Start of RECORD SET

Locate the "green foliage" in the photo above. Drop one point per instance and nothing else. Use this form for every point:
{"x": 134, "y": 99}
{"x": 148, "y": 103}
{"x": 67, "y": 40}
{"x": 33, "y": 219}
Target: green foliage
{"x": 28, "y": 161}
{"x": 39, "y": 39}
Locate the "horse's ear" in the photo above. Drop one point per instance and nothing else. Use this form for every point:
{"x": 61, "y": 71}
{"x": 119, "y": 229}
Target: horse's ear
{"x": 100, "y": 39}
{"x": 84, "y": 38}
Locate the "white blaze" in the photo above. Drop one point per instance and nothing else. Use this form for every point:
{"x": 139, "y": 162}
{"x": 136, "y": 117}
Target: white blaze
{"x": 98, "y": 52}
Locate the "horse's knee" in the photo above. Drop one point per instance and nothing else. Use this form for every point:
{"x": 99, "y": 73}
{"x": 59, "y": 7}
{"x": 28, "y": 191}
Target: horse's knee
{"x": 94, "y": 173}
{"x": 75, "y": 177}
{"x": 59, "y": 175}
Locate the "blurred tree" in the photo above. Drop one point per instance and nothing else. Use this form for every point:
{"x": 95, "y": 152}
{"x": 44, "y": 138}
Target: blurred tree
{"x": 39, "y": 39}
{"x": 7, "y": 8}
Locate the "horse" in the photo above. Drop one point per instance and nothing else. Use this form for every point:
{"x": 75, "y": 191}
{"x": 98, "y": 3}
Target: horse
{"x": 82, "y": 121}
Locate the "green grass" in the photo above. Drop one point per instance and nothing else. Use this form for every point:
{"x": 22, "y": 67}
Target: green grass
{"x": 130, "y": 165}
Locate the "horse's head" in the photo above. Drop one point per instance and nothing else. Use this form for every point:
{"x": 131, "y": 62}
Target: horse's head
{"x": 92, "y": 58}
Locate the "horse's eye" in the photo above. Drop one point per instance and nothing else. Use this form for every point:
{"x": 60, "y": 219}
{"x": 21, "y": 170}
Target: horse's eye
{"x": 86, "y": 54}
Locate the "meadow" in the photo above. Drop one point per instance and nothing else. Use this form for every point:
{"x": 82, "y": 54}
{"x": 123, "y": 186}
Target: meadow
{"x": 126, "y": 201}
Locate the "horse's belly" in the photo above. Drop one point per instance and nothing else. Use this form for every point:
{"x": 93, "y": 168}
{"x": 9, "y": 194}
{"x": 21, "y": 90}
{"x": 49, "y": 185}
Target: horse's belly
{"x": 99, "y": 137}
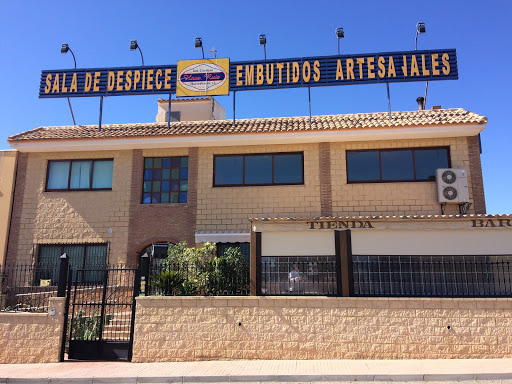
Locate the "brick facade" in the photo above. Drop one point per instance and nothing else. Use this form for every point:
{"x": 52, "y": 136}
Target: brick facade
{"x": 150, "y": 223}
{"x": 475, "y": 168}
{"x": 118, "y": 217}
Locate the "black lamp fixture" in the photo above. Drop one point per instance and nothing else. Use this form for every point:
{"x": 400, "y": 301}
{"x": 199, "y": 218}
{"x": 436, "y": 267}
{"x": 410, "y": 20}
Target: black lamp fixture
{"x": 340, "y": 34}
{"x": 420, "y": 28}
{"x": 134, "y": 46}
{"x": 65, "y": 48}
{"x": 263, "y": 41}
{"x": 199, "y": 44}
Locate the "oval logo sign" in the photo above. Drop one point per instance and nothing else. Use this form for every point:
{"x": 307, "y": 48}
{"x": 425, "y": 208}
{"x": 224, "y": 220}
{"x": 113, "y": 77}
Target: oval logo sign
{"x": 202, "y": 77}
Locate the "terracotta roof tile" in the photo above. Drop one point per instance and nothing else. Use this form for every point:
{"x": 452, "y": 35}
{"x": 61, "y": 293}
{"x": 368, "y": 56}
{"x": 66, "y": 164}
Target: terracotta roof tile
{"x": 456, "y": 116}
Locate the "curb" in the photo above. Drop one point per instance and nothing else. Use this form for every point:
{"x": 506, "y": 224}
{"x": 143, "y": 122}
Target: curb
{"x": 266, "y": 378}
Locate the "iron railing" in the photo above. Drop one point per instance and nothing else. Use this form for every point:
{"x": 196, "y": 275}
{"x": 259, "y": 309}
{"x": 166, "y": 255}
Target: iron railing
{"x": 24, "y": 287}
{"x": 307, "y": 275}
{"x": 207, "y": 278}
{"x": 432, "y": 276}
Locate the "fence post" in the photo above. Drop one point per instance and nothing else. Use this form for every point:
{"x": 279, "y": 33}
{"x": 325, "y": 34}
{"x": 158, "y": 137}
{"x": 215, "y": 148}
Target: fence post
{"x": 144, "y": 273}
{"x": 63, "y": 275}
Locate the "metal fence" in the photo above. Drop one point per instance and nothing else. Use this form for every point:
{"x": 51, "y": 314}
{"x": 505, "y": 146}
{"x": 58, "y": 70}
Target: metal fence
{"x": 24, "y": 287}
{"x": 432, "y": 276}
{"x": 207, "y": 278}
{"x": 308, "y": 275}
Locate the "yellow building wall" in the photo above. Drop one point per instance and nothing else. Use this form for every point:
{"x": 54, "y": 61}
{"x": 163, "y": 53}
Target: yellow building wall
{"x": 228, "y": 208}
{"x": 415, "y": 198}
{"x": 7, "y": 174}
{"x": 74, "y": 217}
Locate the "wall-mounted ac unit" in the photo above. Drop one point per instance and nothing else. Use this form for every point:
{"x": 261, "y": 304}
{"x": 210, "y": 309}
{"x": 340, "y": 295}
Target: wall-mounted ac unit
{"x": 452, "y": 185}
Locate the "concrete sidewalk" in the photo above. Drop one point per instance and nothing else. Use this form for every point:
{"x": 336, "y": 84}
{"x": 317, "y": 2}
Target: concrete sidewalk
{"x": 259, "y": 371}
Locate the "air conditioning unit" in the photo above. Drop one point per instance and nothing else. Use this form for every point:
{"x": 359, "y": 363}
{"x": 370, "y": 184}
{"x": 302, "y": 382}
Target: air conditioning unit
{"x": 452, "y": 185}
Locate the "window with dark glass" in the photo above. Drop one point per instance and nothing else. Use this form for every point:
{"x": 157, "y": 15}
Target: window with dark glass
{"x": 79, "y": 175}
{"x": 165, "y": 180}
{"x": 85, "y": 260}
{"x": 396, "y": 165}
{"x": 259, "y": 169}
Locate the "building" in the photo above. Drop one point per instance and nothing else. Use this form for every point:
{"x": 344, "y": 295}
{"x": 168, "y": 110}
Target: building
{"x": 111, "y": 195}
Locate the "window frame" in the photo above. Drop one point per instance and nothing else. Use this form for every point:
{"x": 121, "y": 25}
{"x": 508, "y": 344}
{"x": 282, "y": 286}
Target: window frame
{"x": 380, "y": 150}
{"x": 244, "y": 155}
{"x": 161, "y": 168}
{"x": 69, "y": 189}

End of RECORD SET

* _ASSIGNMENT_:
Each line above should be written out again exactly, without any image.

* _RESULT_:
Locate the "green foliage" in the photo above. Drop one point per instance and nothing else. Use this form for every point:
{"x": 134, "y": 99}
{"x": 148, "y": 103}
{"x": 67, "y": 40}
{"x": 33, "y": 219}
Target: green foliage
{"x": 28, "y": 161}
{"x": 39, "y": 39}
Locate the "horse's ear" in the photo above. Drop one point per instance and nothing else. Use this form for every point:
{"x": 61, "y": 71}
{"x": 119, "y": 229}
Target: horse's ear
{"x": 100, "y": 39}
{"x": 84, "y": 38}
Locate the "white blaze" in the photo above. Drop one point per instance and nothing else. Use this form for every point:
{"x": 139, "y": 162}
{"x": 136, "y": 117}
Target: white blaze
{"x": 98, "y": 52}
Locate the "horse's knee" in the photo above. Drop one point per instance and nothing else. Use this form for every point:
{"x": 99, "y": 73}
{"x": 59, "y": 7}
{"x": 28, "y": 191}
Target: horse's knee
{"x": 94, "y": 173}
{"x": 75, "y": 177}
{"x": 59, "y": 175}
Locate the "blurred tree" in the photo above. Drop one point per instance and nothing else. Use this form for every point:
{"x": 95, "y": 152}
{"x": 44, "y": 138}
Target: blurred tree
{"x": 39, "y": 39}
{"x": 7, "y": 8}
Locate the "horse" in the photo above. Drop one point per instance and nothing else. Use this form for every point:
{"x": 75, "y": 191}
{"x": 98, "y": 3}
Target: horse
{"x": 82, "y": 121}
Locate the "green grass" in the photo above. Drop one point per instance and nothing else. Use this form for every point:
{"x": 22, "y": 67}
Target: green grass
{"x": 130, "y": 165}
Locate the "horse's head" in the photo above. Drop one point per instance and nothing else. Use this form for every point:
{"x": 131, "y": 62}
Target: horse's head
{"x": 92, "y": 58}
Locate the "horse's eye" in the photo above. Drop one point per instance and nothing else. Use this form for every point:
{"x": 60, "y": 219}
{"x": 21, "y": 170}
Target: horse's eye
{"x": 86, "y": 54}
Locate the "meadow" in the photo above. Drop one point per instance and nothing else. Use this form for every point:
{"x": 82, "y": 54}
{"x": 123, "y": 186}
Target: meadow
{"x": 126, "y": 201}
Locate the "horse's belly" in the photo above. Drop one point per instance and nothing else. Use this form for every point:
{"x": 93, "y": 168}
{"x": 9, "y": 194}
{"x": 21, "y": 90}
{"x": 49, "y": 185}
Target: horse's belly
{"x": 99, "y": 137}
Locate the "brick facade" in the photo above. Drop one point per instance and nothing else. Use this form for every point:
{"x": 52, "y": 136}
Target: brick facade
{"x": 150, "y": 223}
{"x": 475, "y": 168}
{"x": 118, "y": 217}
Locate the "black lamp fixture" in the photo above. Drop one point per instance and nothing else. Use this form for every point:
{"x": 400, "y": 301}
{"x": 199, "y": 218}
{"x": 436, "y": 267}
{"x": 410, "y": 20}
Target: black lamp fixture
{"x": 340, "y": 34}
{"x": 420, "y": 28}
{"x": 134, "y": 46}
{"x": 65, "y": 48}
{"x": 263, "y": 41}
{"x": 199, "y": 44}
Locate the "oval logo sign" in the photo above. Drop one point per instance and nothing else. Use this form for every point:
{"x": 307, "y": 48}
{"x": 425, "y": 208}
{"x": 224, "y": 220}
{"x": 113, "y": 77}
Target: oval logo sign
{"x": 202, "y": 77}
Locate the "terracotta roof tile" in the photo above. Drop one point per instance and nothing else. Use this form for every point:
{"x": 452, "y": 35}
{"x": 61, "y": 293}
{"x": 368, "y": 56}
{"x": 66, "y": 164}
Target: terracotta roof tile
{"x": 456, "y": 116}
Locate the "curb" in the photo above. Drop one point per instance and nothing else. Use this form for every point:
{"x": 506, "y": 224}
{"x": 143, "y": 122}
Target: curb
{"x": 266, "y": 378}
Locate the "iron railing" in the photo above. Drop one point per instance and nothing else. Use this form for every point:
{"x": 196, "y": 275}
{"x": 259, "y": 309}
{"x": 166, "y": 255}
Target: iron railing
{"x": 24, "y": 287}
{"x": 307, "y": 275}
{"x": 207, "y": 278}
{"x": 432, "y": 276}
Locate the "fence post" in the photo above. Drop one point per instance and nothing else. Use this form for every point:
{"x": 279, "y": 33}
{"x": 325, "y": 34}
{"x": 158, "y": 137}
{"x": 215, "y": 148}
Target: fence post
{"x": 144, "y": 273}
{"x": 63, "y": 275}
Locate the "metal fence" in the photo above. Drop one point per instance and nothing else. Use this form for every point:
{"x": 51, "y": 314}
{"x": 505, "y": 146}
{"x": 58, "y": 70}
Target: metal fence
{"x": 24, "y": 287}
{"x": 432, "y": 276}
{"x": 207, "y": 278}
{"x": 308, "y": 275}
Locate the "yellow building wall" in the photo above. Drop one point per instance and nothing else. Use this form for every point:
{"x": 54, "y": 61}
{"x": 163, "y": 53}
Target: yellow building wall
{"x": 228, "y": 208}
{"x": 415, "y": 198}
{"x": 7, "y": 174}
{"x": 74, "y": 217}
Locate the "wall-mounted ac unit" in the photo above. Drop one point per instance and nothing else. Use this form for every point:
{"x": 261, "y": 304}
{"x": 210, "y": 309}
{"x": 340, "y": 295}
Target: wall-mounted ac unit
{"x": 452, "y": 185}
Locate the "concrete sidewalk" in the photo above. Drop one point per instance and nothing else. Use this form for every point:
{"x": 336, "y": 84}
{"x": 317, "y": 2}
Target: concrete sidewalk
{"x": 259, "y": 371}
Locate the "air conditioning unit" in the photo above. Drop one point per instance and nothing else. Use this form for every point:
{"x": 359, "y": 363}
{"x": 370, "y": 184}
{"x": 302, "y": 382}
Target: air conditioning unit
{"x": 452, "y": 185}
Locate the "window with dark glass" in the photo above. Drop one point per instance and nothing else. Use this form for every point:
{"x": 157, "y": 15}
Target: window with dark glass
{"x": 79, "y": 175}
{"x": 165, "y": 180}
{"x": 85, "y": 260}
{"x": 396, "y": 165}
{"x": 259, "y": 169}
Locate the "building" in the photo above. Drop one point per instance and nothing else. Use this form for every point:
{"x": 344, "y": 295}
{"x": 168, "y": 110}
Target: building
{"x": 111, "y": 195}
Locate the "window frame" in the photo above. Drop one point per instance and nothing else. Use this form for every point:
{"x": 121, "y": 25}
{"x": 508, "y": 344}
{"x": 282, "y": 286}
Target: window frame
{"x": 380, "y": 150}
{"x": 244, "y": 155}
{"x": 161, "y": 168}
{"x": 69, "y": 189}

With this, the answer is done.